[Region pointing data]
=-=-=-=-=

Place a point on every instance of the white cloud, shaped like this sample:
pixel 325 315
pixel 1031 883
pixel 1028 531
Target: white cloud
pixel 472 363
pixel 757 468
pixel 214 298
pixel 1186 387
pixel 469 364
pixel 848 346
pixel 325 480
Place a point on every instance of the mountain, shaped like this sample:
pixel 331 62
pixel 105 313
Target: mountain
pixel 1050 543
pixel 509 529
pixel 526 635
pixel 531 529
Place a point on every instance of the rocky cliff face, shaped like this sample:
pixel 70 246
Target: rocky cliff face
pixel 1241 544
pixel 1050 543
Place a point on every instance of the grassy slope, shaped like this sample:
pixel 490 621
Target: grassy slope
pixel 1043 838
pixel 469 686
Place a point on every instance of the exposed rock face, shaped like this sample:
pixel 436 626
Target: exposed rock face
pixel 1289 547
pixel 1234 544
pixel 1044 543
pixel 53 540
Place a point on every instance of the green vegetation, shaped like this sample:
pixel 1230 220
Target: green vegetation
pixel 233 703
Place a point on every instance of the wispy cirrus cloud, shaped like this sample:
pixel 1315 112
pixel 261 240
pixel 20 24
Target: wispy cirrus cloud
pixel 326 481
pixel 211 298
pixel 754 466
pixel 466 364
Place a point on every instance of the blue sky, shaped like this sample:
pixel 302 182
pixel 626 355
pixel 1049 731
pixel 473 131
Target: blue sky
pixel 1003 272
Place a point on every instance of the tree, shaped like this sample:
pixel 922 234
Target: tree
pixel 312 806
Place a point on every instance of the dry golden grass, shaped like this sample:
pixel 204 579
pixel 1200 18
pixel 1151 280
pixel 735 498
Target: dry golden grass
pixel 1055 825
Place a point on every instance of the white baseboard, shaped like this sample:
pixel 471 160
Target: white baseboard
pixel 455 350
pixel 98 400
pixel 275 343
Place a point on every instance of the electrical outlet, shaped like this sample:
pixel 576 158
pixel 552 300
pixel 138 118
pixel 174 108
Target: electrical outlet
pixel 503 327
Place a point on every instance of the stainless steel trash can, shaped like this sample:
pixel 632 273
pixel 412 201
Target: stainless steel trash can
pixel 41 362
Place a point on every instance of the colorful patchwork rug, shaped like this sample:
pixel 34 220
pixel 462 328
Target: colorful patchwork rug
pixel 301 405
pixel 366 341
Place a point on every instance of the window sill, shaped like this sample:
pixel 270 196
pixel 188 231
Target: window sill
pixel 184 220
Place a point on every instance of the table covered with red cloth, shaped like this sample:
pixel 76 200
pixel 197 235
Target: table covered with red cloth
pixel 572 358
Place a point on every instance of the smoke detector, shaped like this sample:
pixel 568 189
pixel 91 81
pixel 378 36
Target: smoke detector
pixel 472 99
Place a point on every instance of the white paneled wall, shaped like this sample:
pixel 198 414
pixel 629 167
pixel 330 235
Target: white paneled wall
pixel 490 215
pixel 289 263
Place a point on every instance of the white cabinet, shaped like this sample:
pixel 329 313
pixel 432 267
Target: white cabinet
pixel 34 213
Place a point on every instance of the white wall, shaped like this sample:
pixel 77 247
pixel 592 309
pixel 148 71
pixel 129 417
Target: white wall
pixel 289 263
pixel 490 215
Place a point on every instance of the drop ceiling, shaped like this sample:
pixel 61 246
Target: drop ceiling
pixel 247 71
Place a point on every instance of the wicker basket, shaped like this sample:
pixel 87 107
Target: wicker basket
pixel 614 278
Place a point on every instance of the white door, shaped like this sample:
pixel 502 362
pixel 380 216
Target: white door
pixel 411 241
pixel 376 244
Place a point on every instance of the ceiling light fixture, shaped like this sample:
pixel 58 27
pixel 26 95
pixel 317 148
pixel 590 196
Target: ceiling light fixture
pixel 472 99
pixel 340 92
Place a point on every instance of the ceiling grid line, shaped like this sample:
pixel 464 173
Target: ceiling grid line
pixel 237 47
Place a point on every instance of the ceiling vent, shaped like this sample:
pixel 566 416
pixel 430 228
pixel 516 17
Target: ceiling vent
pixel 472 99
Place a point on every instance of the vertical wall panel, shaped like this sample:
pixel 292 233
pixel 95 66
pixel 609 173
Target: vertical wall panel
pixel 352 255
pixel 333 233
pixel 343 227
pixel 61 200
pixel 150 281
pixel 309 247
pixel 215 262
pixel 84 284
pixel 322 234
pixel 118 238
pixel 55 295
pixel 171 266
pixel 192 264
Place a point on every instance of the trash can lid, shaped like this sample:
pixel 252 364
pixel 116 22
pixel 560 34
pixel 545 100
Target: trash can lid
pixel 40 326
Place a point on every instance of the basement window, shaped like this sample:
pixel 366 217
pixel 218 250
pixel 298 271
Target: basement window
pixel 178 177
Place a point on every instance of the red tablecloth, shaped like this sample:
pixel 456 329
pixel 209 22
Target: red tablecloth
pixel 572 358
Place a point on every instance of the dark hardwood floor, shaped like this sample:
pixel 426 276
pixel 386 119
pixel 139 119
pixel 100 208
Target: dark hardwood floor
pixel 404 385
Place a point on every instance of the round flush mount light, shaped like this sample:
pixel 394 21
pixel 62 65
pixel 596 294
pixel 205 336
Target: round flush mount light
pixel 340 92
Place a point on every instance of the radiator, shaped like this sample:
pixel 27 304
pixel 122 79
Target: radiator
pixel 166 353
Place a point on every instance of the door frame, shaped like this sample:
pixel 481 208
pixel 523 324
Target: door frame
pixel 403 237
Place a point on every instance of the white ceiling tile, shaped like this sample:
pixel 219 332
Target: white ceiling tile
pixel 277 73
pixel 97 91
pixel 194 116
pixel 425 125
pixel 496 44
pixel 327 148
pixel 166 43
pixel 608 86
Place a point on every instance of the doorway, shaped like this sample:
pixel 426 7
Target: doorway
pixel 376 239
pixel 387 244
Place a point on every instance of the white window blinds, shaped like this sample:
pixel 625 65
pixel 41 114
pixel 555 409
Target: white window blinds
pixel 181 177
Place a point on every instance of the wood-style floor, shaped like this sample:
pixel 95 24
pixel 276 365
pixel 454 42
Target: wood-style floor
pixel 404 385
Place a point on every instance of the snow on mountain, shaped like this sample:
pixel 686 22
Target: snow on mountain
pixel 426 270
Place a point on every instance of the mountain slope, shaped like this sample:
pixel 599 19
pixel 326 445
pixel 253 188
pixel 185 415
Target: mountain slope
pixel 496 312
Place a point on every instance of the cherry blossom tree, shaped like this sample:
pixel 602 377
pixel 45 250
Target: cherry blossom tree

=-=-=-=-=

● **EXERCISE INSTRUCTIONS**
Set down only the lines above that fall between the line holding "Place a point on every instance of the rocky" and the line holding "pixel 436 626", inclusive, keeping each exact.

● **SOLUTION**
Place a point on every instance of the rocky cliff face, shaped like this sample:
pixel 70 246
Target: rocky cliff face
pixel 1241 544
pixel 1050 543
Place a point on every instance of the grassy slope, shaped like this sample:
pixel 490 621
Target: grassy slope
pixel 1043 838
pixel 469 686
Place a point on every instance of the exposed rock face, shaped like this sample:
pixel 436 626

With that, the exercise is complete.